▸ Quoted passage:
Python is powerful, concise, and robust. Simply great. Except…when you work with time. Coping with mysterious errors in transforming dates and timestamps took me hours and days of frustration. I was like, ‘why is Python doing it to me’?
I found that much of online Data Science material on time and time series analysis in Python silently gloss over the amount of preparatory work needed before you even start.
Because I work a lot with time series in Sopra Steria analytics team, I had no choice but to comprehend all this in detail. I created the summary below, so others have it easier. Enjoy.
In general, I think the following 9 areas are problematic for working with time in Python:
- Understanding timestamp-like data types (this article)
- Parsing timestamps from text
- Converting between timestamps (this article)
- Collections of timestamps (lists, ndarrays and DataFrames)
- Time deltas
- Histograms of timestamps
- Fixing histogram bins and edges
- Histograms of time deltas
- Time deltas in logarithmic scale
I will cover two of the subjects below. The remainign ones, time permitting, will be covered in the follow-up articles. The inspiration of the article title stems from this stackoverflow thread. Andy Hayden asked how to convert from datetime to Timestamp. Wes McKinney (the author of pandas library) starts his response with Welcome to Hell. I liked it.
What is a timestamp
A timestamp is a sequence of characters that tells you when something occurred (Wikipedia). In other words, a timestamp uniquely identifies a certain moment in time. Irritatingly, this most basic term is the source of confusion in the Python world. In the Python literature, the term has at least four meanings:
- the generic timestamp meaning, as above
- Python native timestamp
- Unix timestamp
- Pandas timestamp
In this article, we will use the Wikipedia definition. This will save us from constant confusion. Walk with me through the first circle of hell to reach the enlightenment. No kidding, it will be fun. Note: I am using numpy version ‘1.19.2’ and pandas version ‘1.2.3’.
The first circle of hell: five ways of storing a timestamp
Below are some Python time-related data types which you may encounter. Yes, it looks scary. In this section I will explain how they relate.
string datetime.datetime numpy.datetime64 dtype: datetime64[ns] dtype: datetime64[h] dtype: datetime64[D] pandas.Timestamp pandas._libs.tslibs.timestamps.Timestamp dtype('<M8[s]') dtype('>M8[s]') dtype=object int64 dtype=np.int64
1. string
Timestamps are often stored as strings. This is simple, but not very useful for data transformation.
stamp = '2021-04-13 15:33'
variable content: 2021-04-13 15:33
variable type: <class 'str'>
2. datetime.datetime
Python’s native data format is datetime.datetime
. I think it is getting less popular these days. Among pandas Data Science aficionados, it is now rarely used.
from datetime import datetime stamp_datetime = datetime(year=2021, month=4, day=13)
variable content: 2021-04-13 00:00:00 variable type: <class 'datetime.datetime'>
3. numpy.datetime64
Numpy package introduced improved numpy.datetime64, which is like the datetime on steroids. Example:
import numpy as np stamp_np = np.datetime64('2021-04-13 15:33')

▸ Work instructions:
[1] Translate this sentence from the Python time article into Spanish: "Timestamps are often stored as strings."
[2] Rewrite everything from "In general, I" down to "ndarrays and DataFrames)" in the Python time article, putting "tricky" in place of "problematic".
The material after this point is unrelated to the Python time article.

▸ Given records:

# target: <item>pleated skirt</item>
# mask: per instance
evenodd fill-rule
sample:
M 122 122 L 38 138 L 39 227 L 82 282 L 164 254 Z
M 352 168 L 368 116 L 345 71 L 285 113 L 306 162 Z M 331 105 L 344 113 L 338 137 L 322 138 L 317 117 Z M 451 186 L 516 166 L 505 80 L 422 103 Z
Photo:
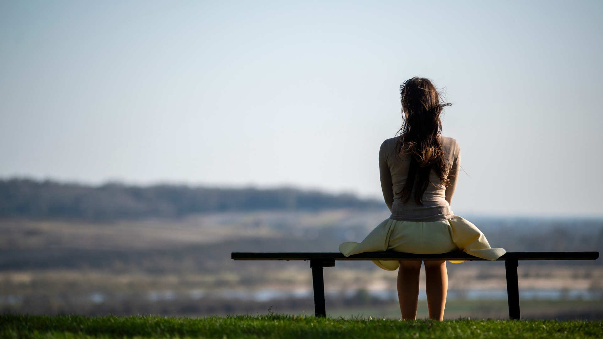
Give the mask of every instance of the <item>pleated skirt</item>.
M 346 256 L 365 252 L 438 254 L 465 252 L 478 258 L 493 261 L 507 253 L 504 249 L 490 247 L 484 233 L 475 225 L 460 217 L 428 223 L 386 219 L 362 242 L 344 242 L 339 246 L 339 250 Z M 373 261 L 373 262 L 388 271 L 397 270 L 400 265 L 400 262 L 397 261 Z

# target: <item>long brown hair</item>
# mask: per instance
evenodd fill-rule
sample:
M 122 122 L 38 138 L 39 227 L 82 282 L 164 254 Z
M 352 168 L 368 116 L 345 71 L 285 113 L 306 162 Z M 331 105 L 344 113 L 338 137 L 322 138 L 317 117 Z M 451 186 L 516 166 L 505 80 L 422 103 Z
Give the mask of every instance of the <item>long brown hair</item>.
M 423 206 L 432 170 L 443 185 L 450 185 L 439 136 L 442 133 L 440 114 L 444 106 L 452 104 L 444 102 L 435 86 L 425 78 L 406 80 L 400 86 L 400 95 L 403 118 L 396 150 L 399 155 L 410 158 L 408 177 L 400 192 L 404 203 L 412 198 Z

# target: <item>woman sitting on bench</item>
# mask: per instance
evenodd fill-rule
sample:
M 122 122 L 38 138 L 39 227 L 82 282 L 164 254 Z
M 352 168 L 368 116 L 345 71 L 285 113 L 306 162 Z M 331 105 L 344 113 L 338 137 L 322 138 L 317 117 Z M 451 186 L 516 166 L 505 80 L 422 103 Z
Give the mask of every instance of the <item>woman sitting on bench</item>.
M 346 256 L 388 251 L 437 254 L 464 251 L 496 260 L 506 251 L 490 248 L 473 224 L 455 216 L 450 201 L 460 168 L 456 141 L 442 136 L 440 115 L 450 104 L 442 101 L 428 79 L 414 77 L 400 86 L 402 127 L 400 136 L 381 145 L 381 188 L 391 216 L 359 244 L 344 242 Z M 417 317 L 421 261 L 373 261 L 398 271 L 398 297 L 404 319 Z M 429 318 L 444 317 L 448 275 L 446 261 L 425 261 Z

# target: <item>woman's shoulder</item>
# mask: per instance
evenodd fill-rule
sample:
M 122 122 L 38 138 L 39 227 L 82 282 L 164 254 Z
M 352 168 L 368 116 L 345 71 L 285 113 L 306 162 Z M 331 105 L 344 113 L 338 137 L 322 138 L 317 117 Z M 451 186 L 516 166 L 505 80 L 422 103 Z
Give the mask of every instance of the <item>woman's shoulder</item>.
M 384 141 L 381 144 L 380 151 L 382 153 L 390 153 L 396 149 L 396 145 L 398 142 L 399 137 L 391 138 Z
M 455 139 L 452 138 L 440 136 L 440 144 L 441 145 L 442 149 L 444 152 L 452 151 L 454 153 L 458 153 L 461 150 L 461 147 L 459 145 L 458 142 Z

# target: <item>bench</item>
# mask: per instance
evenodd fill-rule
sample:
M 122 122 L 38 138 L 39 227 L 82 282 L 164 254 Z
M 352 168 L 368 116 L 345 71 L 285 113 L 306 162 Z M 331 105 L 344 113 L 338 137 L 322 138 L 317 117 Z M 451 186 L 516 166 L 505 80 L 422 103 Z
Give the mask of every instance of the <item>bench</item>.
M 336 260 L 467 260 L 486 261 L 463 252 L 435 255 L 417 255 L 401 252 L 364 253 L 346 257 L 339 252 L 269 253 L 233 252 L 233 260 L 303 260 L 310 261 L 314 290 L 314 311 L 316 317 L 326 317 L 324 306 L 324 267 L 333 267 Z M 507 252 L 497 261 L 505 261 L 507 273 L 507 294 L 509 302 L 509 318 L 519 320 L 519 286 L 517 266 L 520 260 L 595 260 L 599 252 Z

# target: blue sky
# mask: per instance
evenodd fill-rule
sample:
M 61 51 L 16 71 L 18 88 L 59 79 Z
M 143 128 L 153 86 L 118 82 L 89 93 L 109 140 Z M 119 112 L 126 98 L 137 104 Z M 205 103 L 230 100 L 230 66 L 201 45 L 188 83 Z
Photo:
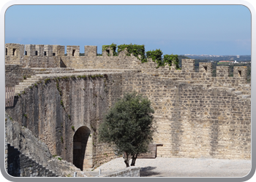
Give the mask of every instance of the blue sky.
M 5 43 L 251 55 L 251 13 L 243 5 L 14 5 L 5 13 Z

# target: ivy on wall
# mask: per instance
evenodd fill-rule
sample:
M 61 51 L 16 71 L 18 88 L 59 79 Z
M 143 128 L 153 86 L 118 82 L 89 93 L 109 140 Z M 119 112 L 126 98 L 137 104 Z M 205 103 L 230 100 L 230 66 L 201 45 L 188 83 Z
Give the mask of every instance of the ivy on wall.
M 165 66 L 162 61 L 162 52 L 160 50 L 147 51 L 146 54 L 147 58 L 151 58 L 154 62 L 156 62 L 157 63 L 157 68 Z
M 102 52 L 105 50 L 110 50 L 113 52 L 113 56 L 117 56 L 121 51 L 124 51 L 127 49 L 126 55 L 130 56 L 132 54 L 141 63 L 148 62 L 148 58 L 151 58 L 152 60 L 157 63 L 158 68 L 159 66 L 165 66 L 166 63 L 169 66 L 172 66 L 172 63 L 174 63 L 176 65 L 176 68 L 180 70 L 181 68 L 178 66 L 178 59 L 177 55 L 165 55 L 162 58 L 162 52 L 160 50 L 150 50 L 145 52 L 145 46 L 144 45 L 137 45 L 137 44 L 121 44 L 118 47 L 118 52 L 116 52 L 116 44 L 112 44 L 110 45 L 103 45 L 102 46 Z M 108 53 L 108 55 L 110 55 L 110 52 Z M 140 55 L 140 57 L 139 57 Z
M 127 55 L 130 56 L 132 54 L 138 60 L 141 60 L 142 63 L 147 62 L 147 60 L 145 56 L 145 46 L 144 45 L 137 45 L 137 44 L 122 44 L 118 46 L 118 53 L 121 51 L 124 51 L 127 48 Z M 140 55 L 140 58 L 139 58 Z
M 110 45 L 102 45 L 102 52 L 105 50 L 108 50 L 108 48 L 110 48 L 110 51 L 113 52 L 113 56 L 117 56 L 117 52 L 116 52 L 116 44 L 114 43 L 112 43 Z M 108 55 L 110 55 L 110 52 L 108 53 Z
M 172 66 L 172 63 L 173 63 L 176 66 L 176 68 L 178 70 L 181 70 L 181 68 L 178 66 L 178 59 L 177 55 L 165 55 L 163 59 L 164 65 L 165 63 L 169 64 L 170 66 Z

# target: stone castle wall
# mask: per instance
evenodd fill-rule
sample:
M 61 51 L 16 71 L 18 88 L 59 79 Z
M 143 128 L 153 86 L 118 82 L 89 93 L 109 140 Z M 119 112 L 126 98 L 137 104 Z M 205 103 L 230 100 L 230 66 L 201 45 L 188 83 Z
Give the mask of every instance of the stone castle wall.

▸ Solved tasks:
[1] Las marcas de tiempo a menudo se almacenan como cadenas.

[2]
In general, I think the following 9 areas are tricky for working with time in Python:
- Understanding timestamp-like data types (this article)
- Parsing timestamps from text
- Converting between timestamps (this article)
- Collections of timestamps (lists, ndarrays and DataFrames)